[Biopython-dev] biopython on github

Brad Chapman chapmanb at 50mail.com
Tue Mar 17 08:49:30 EDT 2009


Hi everyone;
Nice to see the discussion around trying out git. Leighton and
Tiago, you both brought up some definite concerns in moving
to a distributed version control system.

Git aims to help solve the problem of a them versus us community.
When you read posts critical of Biopython, you will find a lot of
complaints about "they didn't do this." This is confusing, as anyone
using, coding with, interested in, or contributing to Biopython is a
member of the community. CVS can help create this division, since it
appears as a walled off repository only the core developers can
access.

Git frees up the source code and lowers this barrier to contributing. Now
instead of saying "why didn't the developers integrate the code I
sent to the mailing list and write tests and documentation for it,"
we can all turn the question back on ourselves and ask why we didn't
create a branch with our new contribution and do it, soliciting help
from others in Biopython.

With solving the problems come potential concerns. This coincidental
blog post from yesterday intelligently covers a lot of the issues:

http://www.pointy-stick.com/blog/2009/03/16/dark-side-distributed-version-control/

The one we should be most concerned about is fragmentation. The
community of Python coders in bioinformatics is too small to be
split up; surely we are better served by resolving any differences
and producing one high quality reusable code base.

Tiago's assessment of how things should work practically looks
exactly right. Hard working core developers, like Peter and
Michiel, will be maintaining the trunk which we roll releases off
of. Contributors can either submit patches as now, or create short
branches which get merged back in. The advantage of branches is that
others can test and develop the branched code, and that the software
should help deal with some of the pain of merging.

What you need to do:
From the Biopython git post, reproduce the stretch from "Hi everyone;" through "version control system.". Work only from the Biopython git post above.

Extracted entries:

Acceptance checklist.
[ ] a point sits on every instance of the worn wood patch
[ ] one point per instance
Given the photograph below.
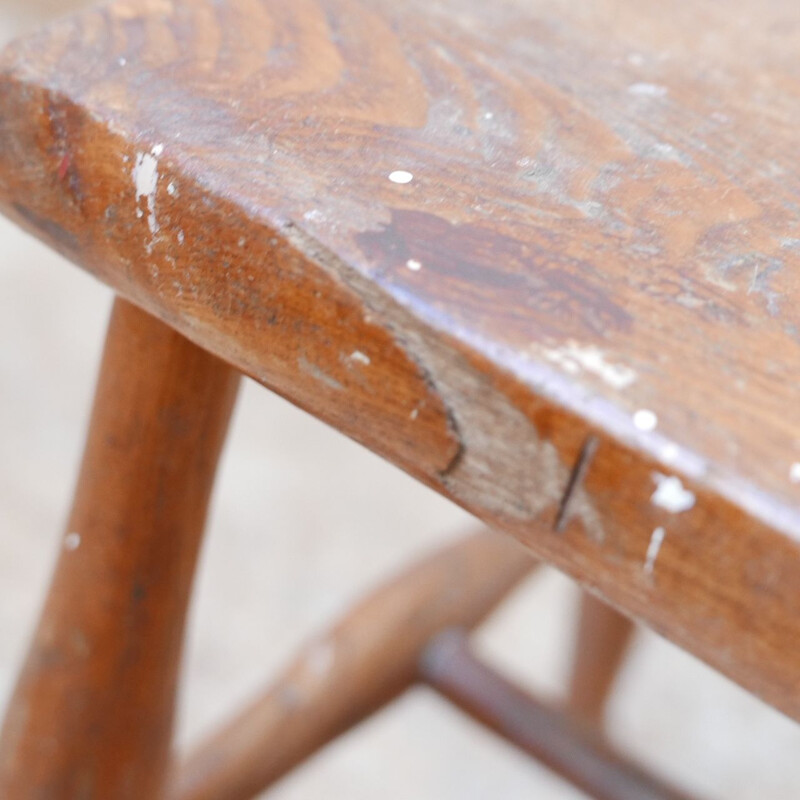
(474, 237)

--

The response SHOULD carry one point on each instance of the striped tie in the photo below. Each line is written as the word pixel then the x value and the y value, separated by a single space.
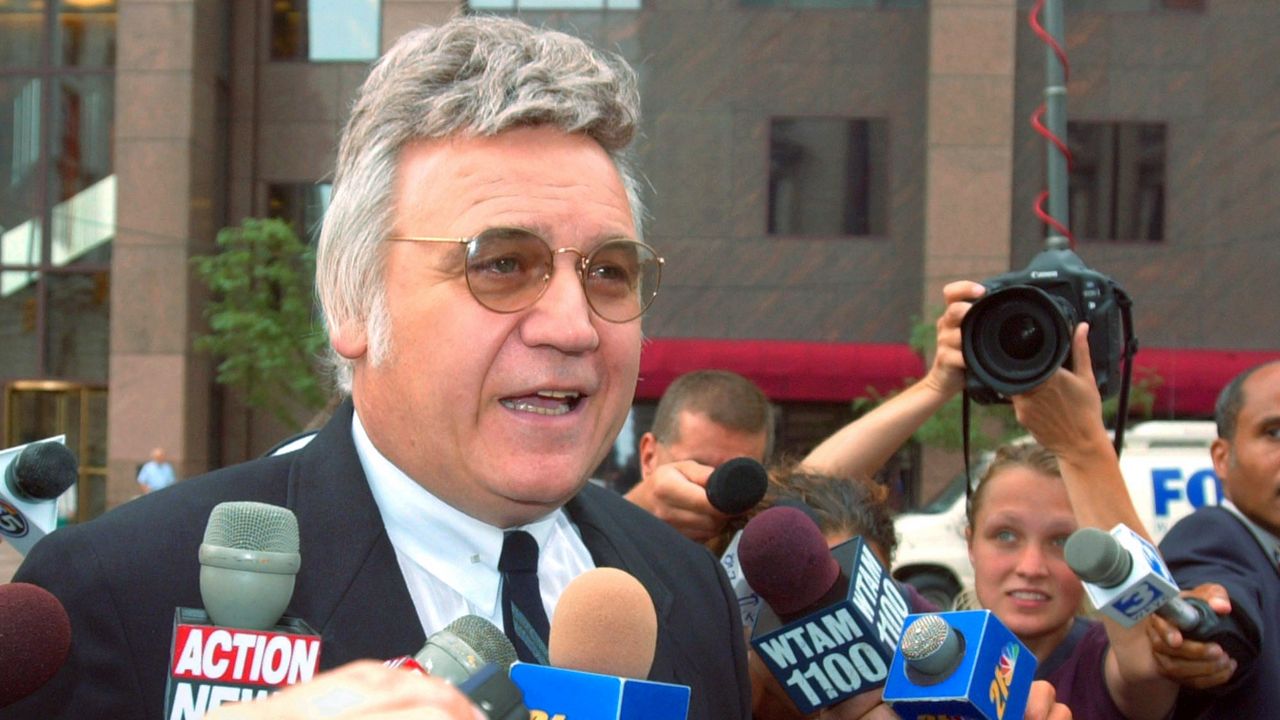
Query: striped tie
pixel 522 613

Answer to this exercise:
Hi everyone;
Nice to see the discussion around trying out git. Leighton and
Tiago, you both brought up some definite concerns in moving
to a distributed version control system.